##### 抜粋テキスト #####

米Alphabet (アルファベット)傘下のGoogleは8月5日、米裁判所から検索サービスを独占しているとの判決を突きつけられた。しかし、実際には対話型AI「ChatGPT」を開発した米OpenAIから激しい追い上げを受けており、米司法省などによる反トラスト(独占禁止)訴訟よりも、OpenAIの方が大きな脅威になっている。
判決は規制当局にとって大きな勝利と受け止められている。しかし、投資家やアナリストによるとChatGPTなどAIツールの利用者が増加し、既にGoogleの優位性を侵食している。
10年間にわたりGoogleの検索サービス事業などに携わった同社の元技術者、アルビンド・ジェイン氏は「既にGoogleにとって今回の判決よりもAIの方が大きな問題だ。AIで検索商品の機能が根本的に変わった」と述べた。判決の影響が検索市場に及ぶのに時間がかかるのに対して、AIの衝撃は差し迫っているという。
Googleは長らく検索の代名詞となってきた。同社の検索サービスは全世界の市場シェアが約90%に上り、年間売上高は1750億ドル前後に達する。ソフトとハードの両面でなるべく自社製品を搭載する方針の米Appleでさえ、高額な手数料を払ってGoogle製品をデフォルトの検索エンジンとしている。
しかしAppleはOpenAIと提携し、今後の製品にChatGPTを搭載すると発表。今回の判決前からGoogleにとって手数料収入を得ながら検索エンジンを提供する恵まれた時代は終わりを迎えていた。
今回の判決で、AppleがGoogleとの契約打ち切りを迫られるとすれば、AppleはAI検索サービスへの移行を加速させるのではないかと専門家は見ている。
Microsoftの出資を受けているOpenAIは7月、インターネットからリアルタイムで情報を取得できる、AIを使った検索サービス「Search GPT(サーチGPT)」を発表した。
Googleの元上級幹部は「AIは司法省のGoogleに対する行動よりも速いペースで進展するだろう。Googleによる独占は終わる。つまりAIが検索サービスを支配するスピードはそれほど速いということだ」と述べた。
元Google幹部やアナリストによると、Googleは大規模言語モデルや検索エンジンなど、AI市場で先頭に立つために欠かせない資源を備えている。しかしその取り組みは、若者ユーザーを引き付けているOpenAIの攻勢に比べて緩慢だという。
Googleは生成AIブームに不意を突かれた。この技術の背後にある研究の源泉でありながら、2023年初頭にChatGPTが最も急成長したアプリになるまで消費者向け製品を市場に投入しなかった。
調査会社バルワールのレベッカ・ウェッテマン氏は「Googleにとって最も危険な存在はGoogle自身かもしれない。AIの導入において鍵となるのは信頼だが、Googleの技術者はOpenAIなどのペースに追いつこうと性急に製品を市場に投入して失敗し、信頼を損ねた」と問題点を指摘した。
Googleの検索結果をAIが要約する「AI Overviews(AIオーバービューズ)」機能は「接着剤を食べろ」と指示したり、オバマ元米大統領はイスラム教徒だと表示するなどミスを連発。Googleは2024年初めにこの機能を縮小した。

##### 記録データ #####

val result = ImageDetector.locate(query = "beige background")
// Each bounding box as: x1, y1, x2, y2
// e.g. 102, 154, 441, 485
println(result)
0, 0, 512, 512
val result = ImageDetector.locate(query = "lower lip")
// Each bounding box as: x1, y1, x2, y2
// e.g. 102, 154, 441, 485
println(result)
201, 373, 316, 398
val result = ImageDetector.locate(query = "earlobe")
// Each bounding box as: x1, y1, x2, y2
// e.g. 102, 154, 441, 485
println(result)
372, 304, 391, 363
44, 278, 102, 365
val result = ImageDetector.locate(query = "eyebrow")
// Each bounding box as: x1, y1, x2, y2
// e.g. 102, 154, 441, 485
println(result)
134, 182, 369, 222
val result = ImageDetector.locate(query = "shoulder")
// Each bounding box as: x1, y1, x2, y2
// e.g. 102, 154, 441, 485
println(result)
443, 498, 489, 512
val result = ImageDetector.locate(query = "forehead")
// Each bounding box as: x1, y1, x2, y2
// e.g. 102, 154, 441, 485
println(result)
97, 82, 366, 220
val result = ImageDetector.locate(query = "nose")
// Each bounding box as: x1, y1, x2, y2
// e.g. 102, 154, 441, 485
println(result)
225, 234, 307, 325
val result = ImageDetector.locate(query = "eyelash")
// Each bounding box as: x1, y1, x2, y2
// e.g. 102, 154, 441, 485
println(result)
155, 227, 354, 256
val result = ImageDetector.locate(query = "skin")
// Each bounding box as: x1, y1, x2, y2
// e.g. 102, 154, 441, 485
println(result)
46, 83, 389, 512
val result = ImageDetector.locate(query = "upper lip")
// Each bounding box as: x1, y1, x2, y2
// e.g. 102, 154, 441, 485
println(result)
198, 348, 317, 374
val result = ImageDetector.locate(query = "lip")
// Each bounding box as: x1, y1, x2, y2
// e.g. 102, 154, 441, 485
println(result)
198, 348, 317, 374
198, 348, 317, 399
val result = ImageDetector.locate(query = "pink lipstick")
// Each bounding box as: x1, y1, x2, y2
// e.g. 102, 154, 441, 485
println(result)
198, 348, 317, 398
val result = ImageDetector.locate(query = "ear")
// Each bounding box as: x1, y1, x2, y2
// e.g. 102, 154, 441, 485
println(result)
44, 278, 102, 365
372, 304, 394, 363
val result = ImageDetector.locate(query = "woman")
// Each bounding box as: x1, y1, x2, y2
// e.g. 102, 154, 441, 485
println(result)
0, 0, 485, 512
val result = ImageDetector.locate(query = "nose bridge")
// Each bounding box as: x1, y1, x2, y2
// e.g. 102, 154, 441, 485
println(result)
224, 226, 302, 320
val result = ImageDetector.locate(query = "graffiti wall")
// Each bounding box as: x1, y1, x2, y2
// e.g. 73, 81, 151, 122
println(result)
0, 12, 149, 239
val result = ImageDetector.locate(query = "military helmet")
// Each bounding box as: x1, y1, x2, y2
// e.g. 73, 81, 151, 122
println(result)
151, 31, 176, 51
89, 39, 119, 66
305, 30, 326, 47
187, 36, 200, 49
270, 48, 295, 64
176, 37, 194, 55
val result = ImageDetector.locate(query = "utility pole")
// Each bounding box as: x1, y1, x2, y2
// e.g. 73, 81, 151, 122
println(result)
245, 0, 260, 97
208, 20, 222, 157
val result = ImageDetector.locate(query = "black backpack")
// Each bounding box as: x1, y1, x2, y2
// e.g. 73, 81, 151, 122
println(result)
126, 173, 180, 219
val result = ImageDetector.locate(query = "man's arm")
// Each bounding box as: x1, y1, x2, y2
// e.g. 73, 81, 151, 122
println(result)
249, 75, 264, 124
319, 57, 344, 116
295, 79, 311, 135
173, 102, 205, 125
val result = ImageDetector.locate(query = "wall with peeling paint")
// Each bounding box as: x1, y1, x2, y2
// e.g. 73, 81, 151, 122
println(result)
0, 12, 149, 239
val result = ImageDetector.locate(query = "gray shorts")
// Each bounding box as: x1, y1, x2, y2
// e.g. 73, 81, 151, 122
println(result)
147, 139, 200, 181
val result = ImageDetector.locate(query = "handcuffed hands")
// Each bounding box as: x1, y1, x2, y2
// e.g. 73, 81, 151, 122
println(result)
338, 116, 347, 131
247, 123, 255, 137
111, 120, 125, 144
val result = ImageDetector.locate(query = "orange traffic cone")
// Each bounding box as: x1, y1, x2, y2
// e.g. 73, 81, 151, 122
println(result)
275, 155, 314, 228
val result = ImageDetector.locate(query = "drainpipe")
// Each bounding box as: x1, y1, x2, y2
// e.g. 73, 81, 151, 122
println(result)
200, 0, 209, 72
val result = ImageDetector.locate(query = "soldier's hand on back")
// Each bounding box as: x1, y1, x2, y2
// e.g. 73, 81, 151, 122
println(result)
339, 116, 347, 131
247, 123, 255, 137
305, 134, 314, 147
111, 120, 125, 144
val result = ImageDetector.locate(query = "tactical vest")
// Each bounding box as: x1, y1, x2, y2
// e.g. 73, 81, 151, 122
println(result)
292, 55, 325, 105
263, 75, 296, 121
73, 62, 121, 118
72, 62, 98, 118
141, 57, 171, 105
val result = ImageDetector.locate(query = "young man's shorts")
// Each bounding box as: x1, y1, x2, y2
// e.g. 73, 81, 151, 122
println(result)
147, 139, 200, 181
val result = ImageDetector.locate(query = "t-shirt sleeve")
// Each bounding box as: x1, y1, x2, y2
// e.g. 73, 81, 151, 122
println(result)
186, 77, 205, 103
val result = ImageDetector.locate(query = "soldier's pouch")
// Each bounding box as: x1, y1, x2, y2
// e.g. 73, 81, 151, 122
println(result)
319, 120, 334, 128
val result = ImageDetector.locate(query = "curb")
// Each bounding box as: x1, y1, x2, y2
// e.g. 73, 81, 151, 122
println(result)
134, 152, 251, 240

#####

### 実施する課題
Googleの独占判決とAIに関する記事によると、Googleの検索サービスの全世界の市場シェアは約何%に上るかを答えよ。

### 演習の結果
約90%